_WORK ORDER 1_
Write out the portion of the post about depression starting with "I’ve told my family." and going on through "including my bosses.".
_WORK ORDER 2_
Continue the post about depression from where it stops.

_SOURCE TEXT_
And you know what. I am sick of it.
I’ve told my girlfriend I struggle with depression.
I’ve told my family.
Pretty sure all my friends know if they didn’t already know before this blog.
I even told my co-workers I fight it everyday, including my bosses.
…Guess what. They all get it. They’ve been fine. They’ve treated me just fine. Just as it was.
Why did it take me 23 years to get to this point. To be able to freely talk about….
It would be so much easier if we could just all understand this monster, and we could all just talk about, help each other understand it, whether we have depression or not. Not everyone is affected by this. I have never had cancer, so I can’t understand the pain and experience that Amanda went through, nor will I ever try. But, I do understand what “cancer” is, and I will listen, comprehend and be there for her as best I possibly can. Likewise, I don’t expect her to completely understand what I am going through, because she maybe hasn’t experienced it. But, I certainly expect her to treat me the same as she did, regardless of how I feel. And, I want her and everyone to just be knowledgeable about mental health, help yourself understand.
And, thats what everyone else in this world needs to do. Because, truth be told. We live in a real shitty world right now. We do. And, it isn’t right. There are so many people, so many resources that there is no excuse for this. There just isn’t. The solution is simple, we need to talk, we need to be knowledgeable, we need to help each other understand. How we do this. Its up to us.
So please. Start now. Start tonight.

_EXTRACTED DATA_
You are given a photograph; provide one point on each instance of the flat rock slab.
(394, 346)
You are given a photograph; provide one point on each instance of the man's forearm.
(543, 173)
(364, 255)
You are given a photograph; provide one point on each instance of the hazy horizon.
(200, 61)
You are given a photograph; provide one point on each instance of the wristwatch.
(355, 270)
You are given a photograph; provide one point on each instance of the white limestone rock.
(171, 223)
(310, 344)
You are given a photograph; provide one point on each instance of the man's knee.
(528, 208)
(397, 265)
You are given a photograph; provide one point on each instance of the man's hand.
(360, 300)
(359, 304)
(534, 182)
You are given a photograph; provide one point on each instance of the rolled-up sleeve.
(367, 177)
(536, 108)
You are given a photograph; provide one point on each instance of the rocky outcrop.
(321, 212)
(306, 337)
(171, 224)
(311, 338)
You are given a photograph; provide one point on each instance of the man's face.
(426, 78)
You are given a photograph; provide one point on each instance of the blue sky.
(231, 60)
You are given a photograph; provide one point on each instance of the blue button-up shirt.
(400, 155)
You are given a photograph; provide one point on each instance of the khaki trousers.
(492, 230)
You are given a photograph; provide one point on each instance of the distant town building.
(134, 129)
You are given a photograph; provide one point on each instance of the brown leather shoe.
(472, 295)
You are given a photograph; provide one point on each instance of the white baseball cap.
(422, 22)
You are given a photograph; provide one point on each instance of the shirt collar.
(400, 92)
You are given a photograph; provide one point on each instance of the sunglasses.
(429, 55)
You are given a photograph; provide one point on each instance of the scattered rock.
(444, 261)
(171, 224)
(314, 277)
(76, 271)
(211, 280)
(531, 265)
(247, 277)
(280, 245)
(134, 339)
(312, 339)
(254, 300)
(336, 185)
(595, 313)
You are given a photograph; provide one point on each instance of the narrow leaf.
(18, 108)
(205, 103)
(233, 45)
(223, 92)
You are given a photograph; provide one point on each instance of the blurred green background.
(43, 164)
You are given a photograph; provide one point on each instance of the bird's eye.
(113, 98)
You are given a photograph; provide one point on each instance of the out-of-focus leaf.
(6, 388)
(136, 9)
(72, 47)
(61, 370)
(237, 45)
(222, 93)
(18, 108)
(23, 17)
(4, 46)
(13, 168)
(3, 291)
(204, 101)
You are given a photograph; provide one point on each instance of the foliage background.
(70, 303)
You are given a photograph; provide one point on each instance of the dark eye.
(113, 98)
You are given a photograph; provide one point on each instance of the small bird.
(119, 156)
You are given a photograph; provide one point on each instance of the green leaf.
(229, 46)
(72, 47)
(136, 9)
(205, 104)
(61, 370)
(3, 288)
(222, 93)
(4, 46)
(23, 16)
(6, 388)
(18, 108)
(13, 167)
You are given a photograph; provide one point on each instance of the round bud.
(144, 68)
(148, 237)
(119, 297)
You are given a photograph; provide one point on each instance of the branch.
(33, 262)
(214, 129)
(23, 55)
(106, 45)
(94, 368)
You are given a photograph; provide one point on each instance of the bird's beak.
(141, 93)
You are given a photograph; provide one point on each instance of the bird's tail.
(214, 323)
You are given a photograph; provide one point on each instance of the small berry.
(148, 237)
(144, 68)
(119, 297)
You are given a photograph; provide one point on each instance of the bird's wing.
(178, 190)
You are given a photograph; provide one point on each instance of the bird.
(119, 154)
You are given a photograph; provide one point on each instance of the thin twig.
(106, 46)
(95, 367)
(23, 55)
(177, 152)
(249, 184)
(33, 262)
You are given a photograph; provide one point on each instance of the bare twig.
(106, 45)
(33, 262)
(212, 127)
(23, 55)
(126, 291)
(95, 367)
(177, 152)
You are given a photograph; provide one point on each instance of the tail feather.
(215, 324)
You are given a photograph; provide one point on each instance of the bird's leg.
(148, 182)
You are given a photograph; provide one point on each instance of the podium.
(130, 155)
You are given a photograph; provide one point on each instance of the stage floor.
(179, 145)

_ANSWER 1_
I’ve told my family.
Pretty sure all my friends know if they didn’t already know before this blog.
I even told my co-workers I fight it everyday, including my bosses.

_ANSWER 2_
If you read this, and you struggle with mental illness. I want you to tell 1 person that you are in this war. 1 person. I don’t care who it is. Hell, tell me even! I don’t care. Tell your sibling, parent, friend, co worker, or a complete fucking stranger. Tell someone. and, I tell ya what. I can almost guarantee you that they will be fine with it. There will be no jumbo shock reaction. LYKE OMG U WHAT! No. If they are grown up, civilized individual and in this society with the rest of us. They’ll be fine. And, let me tell you. You will feel so much better.
Since I started this blog… 3 days ago? I have had 2 good days… In a row. Thats been rare lately. And, I’ve had no real reason to have these good days. I was up early for work, and home late. Both days. Usually good days are accompanied by friends, family or something. But, nope. Home alone, just me and work. But, its simply because I am telling people. 200 people have read this blog. 200 people know I struggle with depression. And, thats what I want. The more, the better.
So, Please. Lets talk. Now.
This is how we are going to make this place better.
-Thank you all again so much for the support. It truly means the world to me!
Have a great long weekend, and I will likely chat with you again on Tuesday!
Be safe. And, remember. Tell someone. 1 person. Please.